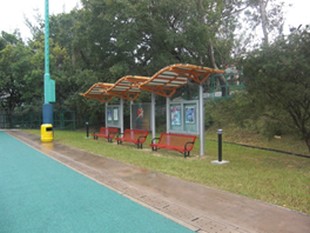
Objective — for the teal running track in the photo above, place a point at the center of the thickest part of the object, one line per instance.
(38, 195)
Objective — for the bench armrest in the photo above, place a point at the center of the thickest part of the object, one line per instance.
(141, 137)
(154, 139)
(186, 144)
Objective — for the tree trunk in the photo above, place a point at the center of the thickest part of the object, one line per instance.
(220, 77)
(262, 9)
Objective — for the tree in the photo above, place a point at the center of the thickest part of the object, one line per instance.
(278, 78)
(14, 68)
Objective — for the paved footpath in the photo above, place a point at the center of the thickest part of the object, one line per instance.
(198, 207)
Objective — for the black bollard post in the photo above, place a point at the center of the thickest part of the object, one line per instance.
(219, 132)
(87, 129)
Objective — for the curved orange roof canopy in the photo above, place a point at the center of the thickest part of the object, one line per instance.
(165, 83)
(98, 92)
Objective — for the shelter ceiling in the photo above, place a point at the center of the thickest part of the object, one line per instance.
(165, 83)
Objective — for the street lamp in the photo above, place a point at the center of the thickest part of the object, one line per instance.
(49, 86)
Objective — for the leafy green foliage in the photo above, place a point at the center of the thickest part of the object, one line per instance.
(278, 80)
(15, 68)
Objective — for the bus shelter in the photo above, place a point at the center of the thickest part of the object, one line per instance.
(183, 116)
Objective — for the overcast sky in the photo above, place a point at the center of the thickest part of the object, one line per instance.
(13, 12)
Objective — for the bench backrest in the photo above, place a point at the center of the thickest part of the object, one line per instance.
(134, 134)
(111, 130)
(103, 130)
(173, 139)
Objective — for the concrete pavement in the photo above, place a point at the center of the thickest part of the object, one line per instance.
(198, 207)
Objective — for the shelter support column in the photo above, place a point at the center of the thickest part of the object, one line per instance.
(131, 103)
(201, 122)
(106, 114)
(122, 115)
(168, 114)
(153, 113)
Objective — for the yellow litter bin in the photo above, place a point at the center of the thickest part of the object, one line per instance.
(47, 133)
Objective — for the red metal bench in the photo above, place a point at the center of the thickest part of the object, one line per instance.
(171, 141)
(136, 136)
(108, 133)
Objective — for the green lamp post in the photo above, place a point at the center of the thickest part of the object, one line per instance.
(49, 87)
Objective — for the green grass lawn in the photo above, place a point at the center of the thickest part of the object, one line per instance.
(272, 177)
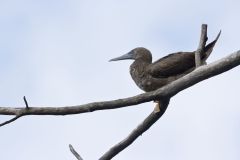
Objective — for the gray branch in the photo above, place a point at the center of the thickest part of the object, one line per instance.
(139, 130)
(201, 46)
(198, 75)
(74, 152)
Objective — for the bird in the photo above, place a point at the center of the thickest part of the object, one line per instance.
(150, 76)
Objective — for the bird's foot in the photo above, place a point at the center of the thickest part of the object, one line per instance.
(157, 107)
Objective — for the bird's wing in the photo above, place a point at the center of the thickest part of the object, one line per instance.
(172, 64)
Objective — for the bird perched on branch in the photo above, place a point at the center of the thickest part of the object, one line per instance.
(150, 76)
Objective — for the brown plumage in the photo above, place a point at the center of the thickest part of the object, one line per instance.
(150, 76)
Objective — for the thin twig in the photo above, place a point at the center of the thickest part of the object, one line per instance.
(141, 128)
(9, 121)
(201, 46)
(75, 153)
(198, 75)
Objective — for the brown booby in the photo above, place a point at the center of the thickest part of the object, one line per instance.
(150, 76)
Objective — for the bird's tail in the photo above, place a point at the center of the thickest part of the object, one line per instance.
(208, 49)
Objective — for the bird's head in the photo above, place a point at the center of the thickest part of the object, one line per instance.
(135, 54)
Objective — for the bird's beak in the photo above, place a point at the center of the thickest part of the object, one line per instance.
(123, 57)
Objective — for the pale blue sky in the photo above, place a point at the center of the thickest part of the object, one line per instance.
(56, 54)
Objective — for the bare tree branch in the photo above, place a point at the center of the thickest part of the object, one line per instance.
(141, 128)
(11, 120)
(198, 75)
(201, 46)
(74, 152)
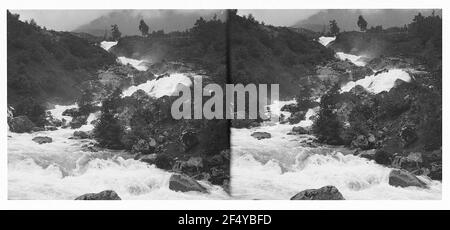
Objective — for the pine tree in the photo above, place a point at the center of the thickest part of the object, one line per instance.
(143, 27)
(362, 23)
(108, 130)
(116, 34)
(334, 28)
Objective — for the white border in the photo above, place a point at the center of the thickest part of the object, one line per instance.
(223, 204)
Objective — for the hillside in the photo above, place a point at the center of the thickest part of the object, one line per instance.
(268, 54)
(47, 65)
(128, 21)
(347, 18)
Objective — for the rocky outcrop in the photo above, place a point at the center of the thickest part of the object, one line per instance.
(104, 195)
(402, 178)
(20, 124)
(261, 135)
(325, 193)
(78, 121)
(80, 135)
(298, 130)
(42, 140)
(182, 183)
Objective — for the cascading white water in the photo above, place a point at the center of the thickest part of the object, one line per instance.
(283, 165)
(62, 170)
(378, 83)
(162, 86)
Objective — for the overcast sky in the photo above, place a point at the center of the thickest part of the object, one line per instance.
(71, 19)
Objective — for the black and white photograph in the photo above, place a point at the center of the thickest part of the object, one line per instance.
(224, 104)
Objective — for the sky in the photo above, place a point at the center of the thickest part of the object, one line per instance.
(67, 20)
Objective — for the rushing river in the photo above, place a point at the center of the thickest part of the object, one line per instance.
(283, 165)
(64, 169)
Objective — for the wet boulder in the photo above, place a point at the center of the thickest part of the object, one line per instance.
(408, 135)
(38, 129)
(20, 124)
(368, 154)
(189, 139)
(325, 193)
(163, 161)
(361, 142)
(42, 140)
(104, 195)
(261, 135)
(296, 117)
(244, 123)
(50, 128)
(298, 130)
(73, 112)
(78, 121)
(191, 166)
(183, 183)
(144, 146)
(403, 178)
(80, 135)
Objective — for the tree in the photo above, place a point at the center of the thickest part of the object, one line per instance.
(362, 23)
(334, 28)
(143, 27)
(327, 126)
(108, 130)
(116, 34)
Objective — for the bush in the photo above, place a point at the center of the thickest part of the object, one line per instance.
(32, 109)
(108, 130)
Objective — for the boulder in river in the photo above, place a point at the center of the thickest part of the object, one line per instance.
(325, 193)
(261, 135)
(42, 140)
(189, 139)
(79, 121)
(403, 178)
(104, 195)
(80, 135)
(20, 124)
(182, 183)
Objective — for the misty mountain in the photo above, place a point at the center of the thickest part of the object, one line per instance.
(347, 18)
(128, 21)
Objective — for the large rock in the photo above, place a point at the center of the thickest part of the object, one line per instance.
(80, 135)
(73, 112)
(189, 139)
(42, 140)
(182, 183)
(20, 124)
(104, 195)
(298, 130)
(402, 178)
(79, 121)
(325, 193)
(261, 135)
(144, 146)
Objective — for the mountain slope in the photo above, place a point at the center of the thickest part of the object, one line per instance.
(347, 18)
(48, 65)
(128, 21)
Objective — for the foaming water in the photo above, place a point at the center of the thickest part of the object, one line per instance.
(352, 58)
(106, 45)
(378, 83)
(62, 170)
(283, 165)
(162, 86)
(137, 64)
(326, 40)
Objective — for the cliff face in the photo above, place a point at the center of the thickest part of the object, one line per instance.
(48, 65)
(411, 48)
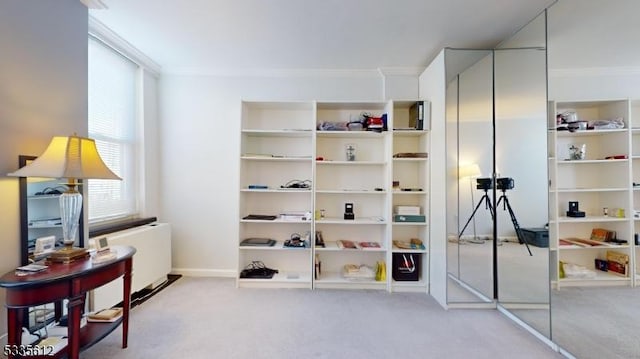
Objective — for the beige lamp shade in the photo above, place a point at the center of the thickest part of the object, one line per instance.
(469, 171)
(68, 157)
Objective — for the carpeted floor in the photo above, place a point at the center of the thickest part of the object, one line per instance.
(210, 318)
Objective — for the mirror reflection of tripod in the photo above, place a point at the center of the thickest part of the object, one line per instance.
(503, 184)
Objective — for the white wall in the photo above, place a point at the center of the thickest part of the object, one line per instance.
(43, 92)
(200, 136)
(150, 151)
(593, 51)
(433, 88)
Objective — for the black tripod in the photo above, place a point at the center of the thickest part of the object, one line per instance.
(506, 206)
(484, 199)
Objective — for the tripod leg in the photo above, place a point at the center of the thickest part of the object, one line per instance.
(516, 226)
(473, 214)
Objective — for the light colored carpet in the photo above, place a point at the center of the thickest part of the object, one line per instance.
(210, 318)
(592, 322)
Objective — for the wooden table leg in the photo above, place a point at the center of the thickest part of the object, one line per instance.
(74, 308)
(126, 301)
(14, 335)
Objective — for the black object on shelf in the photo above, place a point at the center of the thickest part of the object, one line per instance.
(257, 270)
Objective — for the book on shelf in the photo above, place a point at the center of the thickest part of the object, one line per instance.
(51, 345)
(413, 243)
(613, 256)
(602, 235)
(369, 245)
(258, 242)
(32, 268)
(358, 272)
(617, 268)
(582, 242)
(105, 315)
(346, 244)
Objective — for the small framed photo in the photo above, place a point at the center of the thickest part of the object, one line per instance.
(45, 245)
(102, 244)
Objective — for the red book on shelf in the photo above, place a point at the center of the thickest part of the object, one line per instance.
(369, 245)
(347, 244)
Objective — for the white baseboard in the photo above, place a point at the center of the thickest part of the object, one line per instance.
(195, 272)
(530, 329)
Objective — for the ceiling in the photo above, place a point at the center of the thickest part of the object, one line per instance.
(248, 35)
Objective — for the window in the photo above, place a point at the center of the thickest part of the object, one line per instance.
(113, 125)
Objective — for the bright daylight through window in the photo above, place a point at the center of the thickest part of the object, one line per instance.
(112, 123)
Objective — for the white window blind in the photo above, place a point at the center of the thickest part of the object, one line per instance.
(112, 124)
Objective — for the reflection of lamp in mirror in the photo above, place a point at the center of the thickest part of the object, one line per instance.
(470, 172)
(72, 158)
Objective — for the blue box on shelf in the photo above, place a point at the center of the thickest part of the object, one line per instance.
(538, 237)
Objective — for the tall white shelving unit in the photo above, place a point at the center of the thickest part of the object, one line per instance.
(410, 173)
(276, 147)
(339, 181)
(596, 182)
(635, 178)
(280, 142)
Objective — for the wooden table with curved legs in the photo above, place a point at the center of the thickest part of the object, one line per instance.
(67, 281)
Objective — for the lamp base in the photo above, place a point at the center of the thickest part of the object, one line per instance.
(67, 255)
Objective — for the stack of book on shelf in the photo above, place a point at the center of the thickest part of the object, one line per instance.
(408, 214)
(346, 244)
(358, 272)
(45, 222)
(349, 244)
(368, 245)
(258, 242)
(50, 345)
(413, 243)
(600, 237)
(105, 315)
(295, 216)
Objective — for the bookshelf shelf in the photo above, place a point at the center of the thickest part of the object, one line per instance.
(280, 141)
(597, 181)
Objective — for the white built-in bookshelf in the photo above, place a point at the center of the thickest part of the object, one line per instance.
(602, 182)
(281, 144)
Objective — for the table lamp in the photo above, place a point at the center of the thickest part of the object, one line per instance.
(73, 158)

------------

▶ [What needs to be done]
Repeat the lines from the one containing "Objective — for the table" through the end of the material, inclusive, keeping the request lines as they are. Multiply every point coordinate in the answers by 2.5 and round each to a whole number, with halves rounded up.

▶ [The output]
Objective — for the table lamp in the photo above, place a point at the center of the thickest part of the object, one line per instance.
(183, 395)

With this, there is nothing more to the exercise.